Tuesday Books No. 7: The Magical Language of Others By E.J. Koh

Aloha! Time for Tuesday books! E.J. Koh’s The Magical Language of Others! Koh’s memoir will resonate for those caught between time and place, who seek an understanding between generations, and who look to words for answers. This book exposes the realities of economic global work, Confucian expectations translated into modern lives, and the brutality of people living out their ambitions. It paints a poignant and raw picture of how we try to manifest a certain life. I believe that had I read this at a different time in my life I would have come to different conclusions, but I think that is what makes this a good book—this is one you will reread.

On a personal note, the book made me think about the life of my Korean cousin from Seoul. He’s back in Korea and spent years in the US as a parachute kid. My uncle was a cultural envoy and was called back. He took his youngest son and left his older one to live on his own at the age of 13 in New York. The belief in education and the excruciating conformity and misery that the Korean education system imposes on its young results in serious family disruption. Yet too, the chase for status, for acceptance, for money, a very real attempt to carve out a place and declare one’s existence in this life, is all too human.

Job 1 →
Please gather every line of the listing that contains the string "bench", treating uppercase and lowercase as different.

Point placement listing →
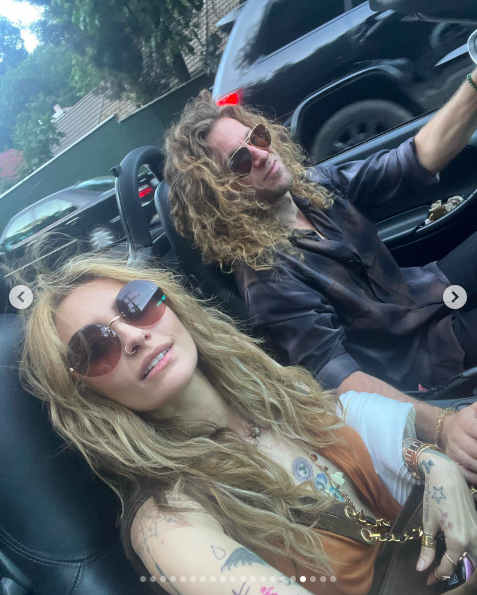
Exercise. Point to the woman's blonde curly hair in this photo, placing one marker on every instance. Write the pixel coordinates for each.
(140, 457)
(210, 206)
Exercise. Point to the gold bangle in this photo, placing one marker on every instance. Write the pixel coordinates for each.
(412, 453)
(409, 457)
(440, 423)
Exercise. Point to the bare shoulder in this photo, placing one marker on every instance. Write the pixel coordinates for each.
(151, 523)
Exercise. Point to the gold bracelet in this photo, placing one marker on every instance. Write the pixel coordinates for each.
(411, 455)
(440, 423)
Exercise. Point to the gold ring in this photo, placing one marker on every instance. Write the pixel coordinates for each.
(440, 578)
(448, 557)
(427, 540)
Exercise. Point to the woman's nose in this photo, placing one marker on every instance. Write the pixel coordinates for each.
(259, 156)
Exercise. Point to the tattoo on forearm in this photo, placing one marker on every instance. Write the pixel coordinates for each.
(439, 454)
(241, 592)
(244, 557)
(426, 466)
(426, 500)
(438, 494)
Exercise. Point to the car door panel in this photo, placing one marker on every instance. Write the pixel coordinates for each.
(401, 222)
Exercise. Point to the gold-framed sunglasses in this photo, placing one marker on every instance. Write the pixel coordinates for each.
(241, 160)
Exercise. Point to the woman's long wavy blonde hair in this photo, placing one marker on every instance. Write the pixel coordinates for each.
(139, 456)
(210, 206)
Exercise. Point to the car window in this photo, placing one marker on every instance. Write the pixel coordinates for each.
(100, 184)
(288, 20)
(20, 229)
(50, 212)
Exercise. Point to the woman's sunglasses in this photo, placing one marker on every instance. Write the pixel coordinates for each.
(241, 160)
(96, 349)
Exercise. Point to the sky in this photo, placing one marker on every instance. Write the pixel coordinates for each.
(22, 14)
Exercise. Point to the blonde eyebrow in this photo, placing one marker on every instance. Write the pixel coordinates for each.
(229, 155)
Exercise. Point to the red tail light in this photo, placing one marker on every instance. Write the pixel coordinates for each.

--

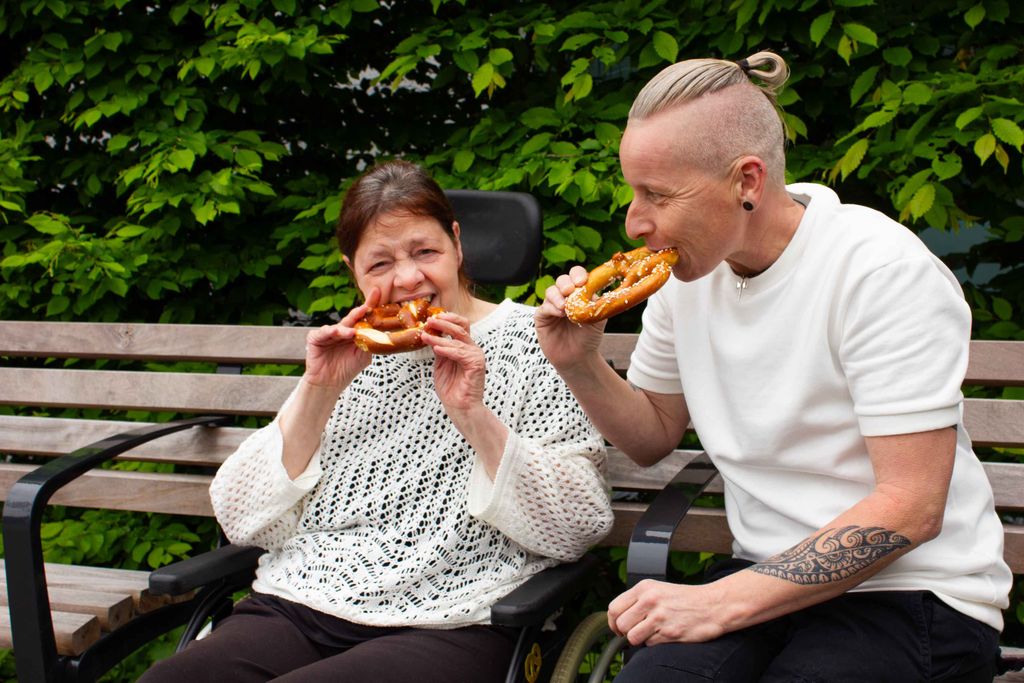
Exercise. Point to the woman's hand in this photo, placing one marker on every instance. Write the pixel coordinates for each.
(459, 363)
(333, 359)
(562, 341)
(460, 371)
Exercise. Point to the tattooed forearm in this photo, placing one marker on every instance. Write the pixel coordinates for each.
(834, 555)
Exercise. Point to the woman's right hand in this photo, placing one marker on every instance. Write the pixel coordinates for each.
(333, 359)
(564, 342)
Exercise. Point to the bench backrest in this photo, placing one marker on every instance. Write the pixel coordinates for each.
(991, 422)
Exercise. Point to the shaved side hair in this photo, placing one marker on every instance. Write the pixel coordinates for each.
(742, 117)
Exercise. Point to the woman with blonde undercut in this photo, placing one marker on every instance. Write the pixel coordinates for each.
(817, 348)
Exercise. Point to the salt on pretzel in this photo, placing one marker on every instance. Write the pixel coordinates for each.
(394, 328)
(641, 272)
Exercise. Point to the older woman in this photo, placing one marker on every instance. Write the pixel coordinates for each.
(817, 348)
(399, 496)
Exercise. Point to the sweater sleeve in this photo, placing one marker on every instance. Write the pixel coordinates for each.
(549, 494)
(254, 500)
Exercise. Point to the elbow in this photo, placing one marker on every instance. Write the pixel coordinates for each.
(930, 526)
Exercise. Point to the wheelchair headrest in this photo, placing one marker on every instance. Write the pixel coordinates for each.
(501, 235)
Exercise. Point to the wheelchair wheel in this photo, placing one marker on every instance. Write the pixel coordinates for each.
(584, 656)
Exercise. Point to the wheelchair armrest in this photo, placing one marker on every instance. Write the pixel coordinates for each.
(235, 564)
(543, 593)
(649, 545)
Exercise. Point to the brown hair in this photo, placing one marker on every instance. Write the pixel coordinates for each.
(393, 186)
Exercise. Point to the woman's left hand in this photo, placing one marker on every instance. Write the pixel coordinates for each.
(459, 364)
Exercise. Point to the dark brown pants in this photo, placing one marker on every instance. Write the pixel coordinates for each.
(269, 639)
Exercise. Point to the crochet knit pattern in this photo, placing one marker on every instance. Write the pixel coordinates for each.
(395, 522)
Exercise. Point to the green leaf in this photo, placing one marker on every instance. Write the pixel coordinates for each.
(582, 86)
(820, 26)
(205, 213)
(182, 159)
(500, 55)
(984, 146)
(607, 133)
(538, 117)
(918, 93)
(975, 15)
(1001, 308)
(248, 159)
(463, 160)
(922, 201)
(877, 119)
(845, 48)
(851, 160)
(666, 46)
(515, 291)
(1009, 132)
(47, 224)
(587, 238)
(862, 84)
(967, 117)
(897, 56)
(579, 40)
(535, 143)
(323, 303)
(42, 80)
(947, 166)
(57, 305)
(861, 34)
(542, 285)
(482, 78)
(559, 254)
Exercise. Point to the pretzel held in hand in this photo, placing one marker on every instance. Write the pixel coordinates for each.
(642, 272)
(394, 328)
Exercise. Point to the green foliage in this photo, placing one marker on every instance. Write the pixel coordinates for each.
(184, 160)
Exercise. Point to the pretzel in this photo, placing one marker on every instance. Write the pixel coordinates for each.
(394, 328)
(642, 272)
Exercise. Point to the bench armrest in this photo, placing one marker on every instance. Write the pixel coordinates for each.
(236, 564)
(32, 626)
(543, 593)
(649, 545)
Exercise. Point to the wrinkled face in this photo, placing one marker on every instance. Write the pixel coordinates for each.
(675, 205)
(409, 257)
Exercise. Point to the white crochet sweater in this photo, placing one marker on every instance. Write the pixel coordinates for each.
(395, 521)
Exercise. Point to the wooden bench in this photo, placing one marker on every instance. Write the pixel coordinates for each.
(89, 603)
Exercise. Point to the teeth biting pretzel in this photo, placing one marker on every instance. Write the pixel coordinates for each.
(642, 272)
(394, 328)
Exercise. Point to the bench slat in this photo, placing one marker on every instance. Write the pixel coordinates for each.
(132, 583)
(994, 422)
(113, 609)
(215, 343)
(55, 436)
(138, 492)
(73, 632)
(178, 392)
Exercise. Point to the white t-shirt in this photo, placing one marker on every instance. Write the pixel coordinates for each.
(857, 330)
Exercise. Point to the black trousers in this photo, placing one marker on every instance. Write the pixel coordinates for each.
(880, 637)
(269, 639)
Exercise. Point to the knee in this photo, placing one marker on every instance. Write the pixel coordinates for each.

Job 2 →
Extend the review of Koh's memoir, picking up after its final sentence.

Written response 1 →
Exercise. Point to the bench backrest in this photo, placing one marker on every instance. Write the pixel coordinates for each.
Exercise. Point to the bench armrest in this photo, placing one marker on every instance. Write the pixel coordinates for each.
Exercise. Point to the wooden bench in this photo, placing one marker on every instance. Write the pixel coordinates for each.
Exercise. Point to the bench slat in this photo, placing one marker on every instance. Write the pixel coordinates for each.

Written response 2 →
This is a book for all, but what I think is important is that this book can cross various populations and age groups, and I would place it both on a university and secondary level reading list. I don’t say that about many books. We watch two women come of age or to an understanding—the narrator and her mother. There’s a raw pathos here—what is it we want family to be? How do we love and speak to each other? What does it mean to let go? How do we live in memory? Beautiful, sorrowful and meaningful questions we all must answer.

So excited to have EJ Koh visit Women’s Creative Writing Workshop on 10/3! Her growing body of work speaks to the global questions raised by those in the Korean diaspora, and I believe that her serious endeavors to bridge the literary questions raised by those in Korea, as well as those in the United States, mark her as one who will lead Korean American writing forward in the 21st century. Global. Woman. Poet. Writer. Translator. Editor. Read her now.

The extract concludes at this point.